··· Dataset rows ···
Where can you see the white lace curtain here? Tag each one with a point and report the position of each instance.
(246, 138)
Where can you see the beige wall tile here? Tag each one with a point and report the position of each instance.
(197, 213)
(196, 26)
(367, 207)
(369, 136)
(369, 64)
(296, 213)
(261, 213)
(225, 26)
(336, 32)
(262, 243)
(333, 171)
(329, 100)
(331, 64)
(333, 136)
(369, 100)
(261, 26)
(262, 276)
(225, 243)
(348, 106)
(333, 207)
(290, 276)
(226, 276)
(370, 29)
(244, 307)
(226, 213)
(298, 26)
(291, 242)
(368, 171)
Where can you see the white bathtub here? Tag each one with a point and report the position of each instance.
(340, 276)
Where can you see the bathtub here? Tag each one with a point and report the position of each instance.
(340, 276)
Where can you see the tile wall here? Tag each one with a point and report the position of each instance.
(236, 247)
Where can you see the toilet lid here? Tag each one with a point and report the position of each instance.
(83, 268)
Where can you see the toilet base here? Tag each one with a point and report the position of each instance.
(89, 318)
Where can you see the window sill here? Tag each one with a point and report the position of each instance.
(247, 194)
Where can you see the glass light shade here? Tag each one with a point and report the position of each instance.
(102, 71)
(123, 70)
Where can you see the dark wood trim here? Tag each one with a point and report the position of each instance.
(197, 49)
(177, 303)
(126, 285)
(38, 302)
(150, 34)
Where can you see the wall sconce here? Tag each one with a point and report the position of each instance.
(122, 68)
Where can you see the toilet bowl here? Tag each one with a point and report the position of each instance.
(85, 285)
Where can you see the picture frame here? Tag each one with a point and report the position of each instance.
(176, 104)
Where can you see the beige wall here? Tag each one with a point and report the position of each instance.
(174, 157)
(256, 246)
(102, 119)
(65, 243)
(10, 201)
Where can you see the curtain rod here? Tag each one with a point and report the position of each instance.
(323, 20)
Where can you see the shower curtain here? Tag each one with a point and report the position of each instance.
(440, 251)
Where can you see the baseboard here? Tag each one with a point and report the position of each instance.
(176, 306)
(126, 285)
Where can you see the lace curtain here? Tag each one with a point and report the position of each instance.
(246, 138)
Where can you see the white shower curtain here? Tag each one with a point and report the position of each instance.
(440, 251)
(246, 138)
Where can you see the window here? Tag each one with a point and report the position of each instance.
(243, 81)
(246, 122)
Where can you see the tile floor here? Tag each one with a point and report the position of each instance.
···
• [Request]:
Please add -12 to every coordinate in the answers and write out again all lines of the items, from the line containing "Where can you see the wall" up to and including the last line of the items.

• [Answer for this exercise]:
Where can you see the wall sconce here? Tag each one with a point and report the position of each instance.
(110, 56)
Where can you see the toilet bowl here? Tag each one with a point and report the position of each instance.
(73, 273)
Where can you see the picture frame here? Tag each one with a point and report the position of each instance.
(164, 92)
Where can you see the beige wall here? Tag each one with a point and report the position of each instance.
(162, 145)
(244, 234)
(90, 107)
(53, 231)
(-2, 189)
Where can you see the curtain rod here? Tag each one with a point and report the position of each instance.
(311, 8)
Where can you see the shower curtain here? Tag each one with a point and report the position of each instance.
(428, 239)
Where can you see the baseboard here? Tag each one with a point and report the position of each instance.
(164, 294)
(114, 273)
Where can you see the lace curtain here? Tag each one with a point and report the position of each instance.
(234, 126)
Where can you see the white shower curtain here? Tag each one with a point and report the position of each instance.
(428, 239)
(234, 126)
Where can you see the window here? Tag each one with a point and report the position of each instance.
(231, 69)
(234, 110)
Where can you see the tile floor here? Tag each one with a point and report the position of each instance.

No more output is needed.